▶ QUOTED PASSAGE
From the time it is mined until the final disposal of waste products, and especially during the burning of the fuel, coal causes respiratory diseases, heart disease, strokes and cancer, in addition to the damage it does to the environment.

Lockwood visited Río Gallegos and met with Assembly members and Río Turbio authorities to warn them about the risks, which would not only affect miners but also residents living near the coal mine.

“The closer to the mine, the greater the danger” of pollution, the doctor warned. Microparticles inhaled from the air also pollute water and fish with uranium, thorium and mercury.

Villalonga maintains that coal mines made sense in the mid-20th century, when the United Kingdom stopped supplying Argentina with coal during the Second World War (1939-1945). But now coal as an energy source is anachronistic, he says.

Coal is an abundant fuel, “but has serious environmental drawbacks,” warned Greenpeace Argentina in its report titled “Carbón: combustible para el cambio climático” (Coal: Fuelling Climate Change).

(Extracted records)
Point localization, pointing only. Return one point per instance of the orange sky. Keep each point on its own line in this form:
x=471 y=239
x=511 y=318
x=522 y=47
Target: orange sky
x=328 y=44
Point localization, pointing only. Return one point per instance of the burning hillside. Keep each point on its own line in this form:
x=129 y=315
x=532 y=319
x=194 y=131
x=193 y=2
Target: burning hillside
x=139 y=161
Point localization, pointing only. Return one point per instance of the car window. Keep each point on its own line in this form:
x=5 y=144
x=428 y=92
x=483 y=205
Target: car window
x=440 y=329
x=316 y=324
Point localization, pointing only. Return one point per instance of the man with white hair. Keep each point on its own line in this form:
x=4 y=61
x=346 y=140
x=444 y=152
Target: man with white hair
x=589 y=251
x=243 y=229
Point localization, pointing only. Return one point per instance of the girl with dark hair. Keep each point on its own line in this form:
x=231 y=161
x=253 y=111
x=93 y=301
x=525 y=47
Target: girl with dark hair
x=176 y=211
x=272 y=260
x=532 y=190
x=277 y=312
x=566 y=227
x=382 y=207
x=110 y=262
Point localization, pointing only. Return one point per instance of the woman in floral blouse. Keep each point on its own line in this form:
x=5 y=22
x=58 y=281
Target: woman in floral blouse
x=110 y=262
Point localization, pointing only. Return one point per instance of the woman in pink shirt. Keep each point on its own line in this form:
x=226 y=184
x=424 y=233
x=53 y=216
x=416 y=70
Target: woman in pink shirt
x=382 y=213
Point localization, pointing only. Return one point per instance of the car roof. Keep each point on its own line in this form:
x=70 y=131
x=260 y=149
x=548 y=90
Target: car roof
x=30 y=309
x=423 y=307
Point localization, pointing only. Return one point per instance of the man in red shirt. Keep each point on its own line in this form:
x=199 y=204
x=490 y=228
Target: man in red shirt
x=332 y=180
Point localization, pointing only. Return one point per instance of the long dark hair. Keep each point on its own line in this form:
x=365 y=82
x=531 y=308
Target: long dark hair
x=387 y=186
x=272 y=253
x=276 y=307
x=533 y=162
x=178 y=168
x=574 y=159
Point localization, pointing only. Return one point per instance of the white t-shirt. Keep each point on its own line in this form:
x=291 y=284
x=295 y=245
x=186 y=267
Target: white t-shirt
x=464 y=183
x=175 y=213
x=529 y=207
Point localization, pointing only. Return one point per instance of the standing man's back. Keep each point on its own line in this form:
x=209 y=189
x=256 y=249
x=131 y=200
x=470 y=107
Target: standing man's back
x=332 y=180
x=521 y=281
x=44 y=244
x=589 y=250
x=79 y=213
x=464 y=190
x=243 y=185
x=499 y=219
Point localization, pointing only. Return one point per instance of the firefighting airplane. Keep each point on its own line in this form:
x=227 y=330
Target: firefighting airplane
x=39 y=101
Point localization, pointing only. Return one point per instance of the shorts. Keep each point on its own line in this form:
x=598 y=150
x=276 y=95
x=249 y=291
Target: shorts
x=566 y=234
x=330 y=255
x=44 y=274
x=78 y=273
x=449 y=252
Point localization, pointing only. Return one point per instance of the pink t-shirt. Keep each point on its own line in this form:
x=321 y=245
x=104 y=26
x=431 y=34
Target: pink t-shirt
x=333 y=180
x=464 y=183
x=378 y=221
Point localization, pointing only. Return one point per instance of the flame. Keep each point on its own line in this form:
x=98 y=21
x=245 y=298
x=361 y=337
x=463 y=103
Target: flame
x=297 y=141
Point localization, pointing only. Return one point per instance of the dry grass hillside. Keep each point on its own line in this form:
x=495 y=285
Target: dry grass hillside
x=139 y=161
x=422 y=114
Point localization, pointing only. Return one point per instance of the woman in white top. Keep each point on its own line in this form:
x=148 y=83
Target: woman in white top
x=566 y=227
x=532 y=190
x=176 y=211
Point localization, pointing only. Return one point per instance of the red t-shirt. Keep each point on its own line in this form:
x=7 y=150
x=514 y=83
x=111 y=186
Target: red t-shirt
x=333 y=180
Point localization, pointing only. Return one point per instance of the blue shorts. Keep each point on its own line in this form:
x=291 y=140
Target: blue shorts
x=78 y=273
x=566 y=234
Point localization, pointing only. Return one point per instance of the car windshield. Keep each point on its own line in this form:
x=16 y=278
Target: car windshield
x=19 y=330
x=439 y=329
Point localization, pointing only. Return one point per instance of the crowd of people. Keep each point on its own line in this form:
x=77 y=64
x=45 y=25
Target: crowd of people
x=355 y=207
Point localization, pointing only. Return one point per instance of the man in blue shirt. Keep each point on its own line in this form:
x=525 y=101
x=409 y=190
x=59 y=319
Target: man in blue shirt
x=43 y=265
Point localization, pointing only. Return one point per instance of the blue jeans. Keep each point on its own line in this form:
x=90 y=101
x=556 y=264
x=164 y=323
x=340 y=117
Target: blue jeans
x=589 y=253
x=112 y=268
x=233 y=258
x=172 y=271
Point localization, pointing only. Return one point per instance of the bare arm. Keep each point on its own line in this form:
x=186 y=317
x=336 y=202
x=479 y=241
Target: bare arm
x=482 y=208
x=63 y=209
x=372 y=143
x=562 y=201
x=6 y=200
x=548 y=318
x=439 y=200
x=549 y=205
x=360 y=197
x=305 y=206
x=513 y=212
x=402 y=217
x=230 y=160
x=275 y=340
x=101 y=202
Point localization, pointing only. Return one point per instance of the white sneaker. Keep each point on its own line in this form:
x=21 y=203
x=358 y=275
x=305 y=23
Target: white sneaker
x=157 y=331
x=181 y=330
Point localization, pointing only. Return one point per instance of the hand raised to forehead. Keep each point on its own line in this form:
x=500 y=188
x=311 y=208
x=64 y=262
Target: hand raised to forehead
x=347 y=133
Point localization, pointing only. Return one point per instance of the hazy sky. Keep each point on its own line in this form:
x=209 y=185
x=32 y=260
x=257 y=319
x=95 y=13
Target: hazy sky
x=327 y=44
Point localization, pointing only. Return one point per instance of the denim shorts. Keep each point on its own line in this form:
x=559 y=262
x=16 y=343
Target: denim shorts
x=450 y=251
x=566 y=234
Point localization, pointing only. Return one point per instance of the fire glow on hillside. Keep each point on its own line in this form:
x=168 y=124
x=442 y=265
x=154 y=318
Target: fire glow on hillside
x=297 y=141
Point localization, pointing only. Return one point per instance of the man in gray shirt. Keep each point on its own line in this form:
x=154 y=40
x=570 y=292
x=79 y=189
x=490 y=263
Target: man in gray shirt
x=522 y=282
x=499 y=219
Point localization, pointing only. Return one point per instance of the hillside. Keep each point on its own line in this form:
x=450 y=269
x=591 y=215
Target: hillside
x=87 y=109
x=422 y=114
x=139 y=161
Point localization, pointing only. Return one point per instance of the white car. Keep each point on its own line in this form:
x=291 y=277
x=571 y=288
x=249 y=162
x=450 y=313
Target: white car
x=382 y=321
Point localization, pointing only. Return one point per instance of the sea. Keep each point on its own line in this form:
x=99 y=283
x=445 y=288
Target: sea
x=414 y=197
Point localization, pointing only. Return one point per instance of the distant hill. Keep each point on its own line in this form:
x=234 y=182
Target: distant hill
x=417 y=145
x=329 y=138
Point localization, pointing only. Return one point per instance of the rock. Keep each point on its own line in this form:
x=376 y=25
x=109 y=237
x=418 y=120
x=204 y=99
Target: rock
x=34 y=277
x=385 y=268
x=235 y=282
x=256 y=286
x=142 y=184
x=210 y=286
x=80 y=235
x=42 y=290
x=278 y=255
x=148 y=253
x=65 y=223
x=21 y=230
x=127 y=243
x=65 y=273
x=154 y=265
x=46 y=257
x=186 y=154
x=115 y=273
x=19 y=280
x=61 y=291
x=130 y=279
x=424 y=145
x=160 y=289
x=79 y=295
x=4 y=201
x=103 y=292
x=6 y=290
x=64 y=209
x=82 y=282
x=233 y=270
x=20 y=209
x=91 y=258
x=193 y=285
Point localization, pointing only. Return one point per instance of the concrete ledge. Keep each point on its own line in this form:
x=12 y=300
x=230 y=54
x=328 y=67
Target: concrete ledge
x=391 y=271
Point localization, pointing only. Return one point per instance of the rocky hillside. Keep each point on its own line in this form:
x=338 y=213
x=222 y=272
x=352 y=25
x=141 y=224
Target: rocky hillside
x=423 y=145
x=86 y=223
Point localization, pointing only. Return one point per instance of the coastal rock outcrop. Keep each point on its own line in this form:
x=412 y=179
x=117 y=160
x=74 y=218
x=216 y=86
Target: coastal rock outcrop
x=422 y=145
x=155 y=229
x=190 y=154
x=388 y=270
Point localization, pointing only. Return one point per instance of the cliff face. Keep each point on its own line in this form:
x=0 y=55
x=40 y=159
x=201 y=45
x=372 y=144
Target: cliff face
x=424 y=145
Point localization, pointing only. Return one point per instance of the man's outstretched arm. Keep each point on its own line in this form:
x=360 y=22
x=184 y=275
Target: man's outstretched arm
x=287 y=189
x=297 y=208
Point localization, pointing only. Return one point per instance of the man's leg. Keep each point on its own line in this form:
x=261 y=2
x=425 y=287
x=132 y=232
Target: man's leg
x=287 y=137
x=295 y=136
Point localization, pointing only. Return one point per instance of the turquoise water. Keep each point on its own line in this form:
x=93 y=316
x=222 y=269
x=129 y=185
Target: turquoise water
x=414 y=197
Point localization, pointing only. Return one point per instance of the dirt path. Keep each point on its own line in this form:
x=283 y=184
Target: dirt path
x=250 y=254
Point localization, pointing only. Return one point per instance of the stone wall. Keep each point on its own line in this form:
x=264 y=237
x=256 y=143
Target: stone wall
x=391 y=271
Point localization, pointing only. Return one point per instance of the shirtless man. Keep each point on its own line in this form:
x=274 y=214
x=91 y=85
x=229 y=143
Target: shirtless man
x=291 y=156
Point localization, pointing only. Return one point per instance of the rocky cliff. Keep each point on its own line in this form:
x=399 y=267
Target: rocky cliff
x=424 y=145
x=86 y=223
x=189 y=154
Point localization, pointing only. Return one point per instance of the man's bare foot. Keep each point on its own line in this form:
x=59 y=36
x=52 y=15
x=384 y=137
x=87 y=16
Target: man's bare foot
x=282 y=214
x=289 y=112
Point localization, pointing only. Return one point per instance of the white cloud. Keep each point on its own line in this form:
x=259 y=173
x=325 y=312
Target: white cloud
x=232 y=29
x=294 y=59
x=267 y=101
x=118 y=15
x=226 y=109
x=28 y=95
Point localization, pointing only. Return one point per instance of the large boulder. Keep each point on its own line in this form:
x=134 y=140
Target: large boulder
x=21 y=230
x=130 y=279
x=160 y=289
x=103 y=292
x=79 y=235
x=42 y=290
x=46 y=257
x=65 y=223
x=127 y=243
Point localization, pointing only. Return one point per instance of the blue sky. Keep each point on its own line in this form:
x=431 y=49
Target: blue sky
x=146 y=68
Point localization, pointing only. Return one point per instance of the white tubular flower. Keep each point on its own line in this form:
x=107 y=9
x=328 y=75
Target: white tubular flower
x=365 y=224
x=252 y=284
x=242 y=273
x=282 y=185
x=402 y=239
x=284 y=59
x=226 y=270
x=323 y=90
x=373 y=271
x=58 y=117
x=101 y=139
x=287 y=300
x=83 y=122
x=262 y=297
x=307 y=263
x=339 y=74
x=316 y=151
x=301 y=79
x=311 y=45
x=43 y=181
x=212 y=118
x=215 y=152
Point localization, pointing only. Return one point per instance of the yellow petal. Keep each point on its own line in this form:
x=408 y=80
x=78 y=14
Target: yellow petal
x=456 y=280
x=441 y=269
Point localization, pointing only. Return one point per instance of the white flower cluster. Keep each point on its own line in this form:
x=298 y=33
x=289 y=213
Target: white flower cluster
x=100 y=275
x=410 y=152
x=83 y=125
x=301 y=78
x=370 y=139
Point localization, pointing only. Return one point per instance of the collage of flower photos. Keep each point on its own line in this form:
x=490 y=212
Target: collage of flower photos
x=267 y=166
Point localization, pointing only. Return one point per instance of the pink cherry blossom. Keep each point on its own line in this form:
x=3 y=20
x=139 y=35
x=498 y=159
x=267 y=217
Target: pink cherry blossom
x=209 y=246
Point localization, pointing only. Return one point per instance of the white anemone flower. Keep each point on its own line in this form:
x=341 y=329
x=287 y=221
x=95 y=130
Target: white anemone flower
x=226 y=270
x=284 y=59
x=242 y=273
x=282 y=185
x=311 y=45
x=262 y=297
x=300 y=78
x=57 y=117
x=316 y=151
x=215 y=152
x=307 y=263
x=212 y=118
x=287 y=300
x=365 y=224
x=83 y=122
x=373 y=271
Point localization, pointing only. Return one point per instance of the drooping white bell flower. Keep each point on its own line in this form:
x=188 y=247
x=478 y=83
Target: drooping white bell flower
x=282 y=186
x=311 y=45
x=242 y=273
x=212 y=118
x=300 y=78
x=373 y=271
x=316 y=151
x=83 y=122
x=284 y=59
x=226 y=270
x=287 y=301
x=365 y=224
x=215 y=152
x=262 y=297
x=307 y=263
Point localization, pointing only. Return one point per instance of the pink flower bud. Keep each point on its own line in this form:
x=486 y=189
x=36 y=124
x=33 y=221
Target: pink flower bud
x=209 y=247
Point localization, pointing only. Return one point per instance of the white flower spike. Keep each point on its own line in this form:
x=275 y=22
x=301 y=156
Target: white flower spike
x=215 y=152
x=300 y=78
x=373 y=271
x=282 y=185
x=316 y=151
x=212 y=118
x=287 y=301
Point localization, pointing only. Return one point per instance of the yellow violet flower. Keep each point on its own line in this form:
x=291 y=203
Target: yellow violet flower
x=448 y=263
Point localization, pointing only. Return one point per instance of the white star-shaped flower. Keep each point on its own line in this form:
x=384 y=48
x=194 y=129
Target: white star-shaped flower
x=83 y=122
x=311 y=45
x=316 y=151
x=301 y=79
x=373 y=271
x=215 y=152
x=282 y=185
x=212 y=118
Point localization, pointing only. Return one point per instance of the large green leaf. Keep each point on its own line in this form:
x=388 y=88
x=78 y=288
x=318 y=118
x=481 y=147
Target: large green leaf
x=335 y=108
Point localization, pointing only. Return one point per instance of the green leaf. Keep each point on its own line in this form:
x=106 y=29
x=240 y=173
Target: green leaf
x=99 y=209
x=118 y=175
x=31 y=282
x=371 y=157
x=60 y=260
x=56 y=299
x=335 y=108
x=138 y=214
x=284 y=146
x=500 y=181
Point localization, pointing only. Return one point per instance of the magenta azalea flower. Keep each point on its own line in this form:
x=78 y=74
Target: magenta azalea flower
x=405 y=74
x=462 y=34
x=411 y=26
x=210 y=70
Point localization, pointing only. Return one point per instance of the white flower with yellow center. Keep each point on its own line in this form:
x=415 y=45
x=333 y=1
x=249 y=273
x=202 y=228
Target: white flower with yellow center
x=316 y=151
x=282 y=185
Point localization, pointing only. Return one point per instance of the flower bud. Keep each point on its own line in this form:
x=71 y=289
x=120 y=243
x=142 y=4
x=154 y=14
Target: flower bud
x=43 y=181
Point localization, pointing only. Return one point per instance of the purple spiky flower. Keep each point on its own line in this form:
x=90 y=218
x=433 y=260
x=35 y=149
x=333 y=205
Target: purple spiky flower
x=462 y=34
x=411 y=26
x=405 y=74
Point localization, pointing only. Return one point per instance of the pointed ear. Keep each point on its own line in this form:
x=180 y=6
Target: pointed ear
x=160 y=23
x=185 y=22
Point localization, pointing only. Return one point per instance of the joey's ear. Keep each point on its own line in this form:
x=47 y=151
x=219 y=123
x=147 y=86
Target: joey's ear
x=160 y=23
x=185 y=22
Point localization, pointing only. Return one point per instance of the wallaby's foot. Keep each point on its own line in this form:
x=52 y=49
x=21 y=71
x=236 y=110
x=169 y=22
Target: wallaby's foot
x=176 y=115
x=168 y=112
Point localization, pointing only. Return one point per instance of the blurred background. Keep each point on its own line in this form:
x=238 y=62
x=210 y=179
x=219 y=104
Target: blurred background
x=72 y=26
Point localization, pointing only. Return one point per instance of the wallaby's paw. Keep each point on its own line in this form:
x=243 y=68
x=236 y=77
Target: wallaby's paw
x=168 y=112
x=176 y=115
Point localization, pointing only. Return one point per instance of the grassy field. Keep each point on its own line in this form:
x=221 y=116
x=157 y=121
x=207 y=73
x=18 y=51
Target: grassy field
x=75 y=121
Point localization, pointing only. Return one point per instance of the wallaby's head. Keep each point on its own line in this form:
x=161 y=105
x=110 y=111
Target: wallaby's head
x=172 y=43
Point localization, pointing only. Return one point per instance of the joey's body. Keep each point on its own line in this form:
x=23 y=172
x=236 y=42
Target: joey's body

▶ EXERCISE SET
A – In the coal passage, which three substances are said to pollute water and fish?
B – Carry on the coal passage, picking up right after its final sentence.
These lines have no connection to the coal passage.

▶ OUTPUTS FOR THE TASKS
A – Uranium, thorium and mercury.

B –
At present, coal supplies 26.5 percent of global primary energy and generates 41.5 percent of the world’s electricity. Seventy-five percent of coal reserves are located in just five countries: the United States, Russia, China, Australia and India.

But “phasing out coal use is a global imperative” for mitigating climate change, the Greenpeace report says, because its use as a fuel results in the highest level of climate-altering greenhouse gas emissions.

In Argentina, the Energy Ministry’s plan to increase coal’s share in the energy mix will lead to higher carbon dioxide emissions.

“The total paralysis in the development of wind energy contrasts with the country’s dynamic development of its coalfields,” the Greenpeace report says.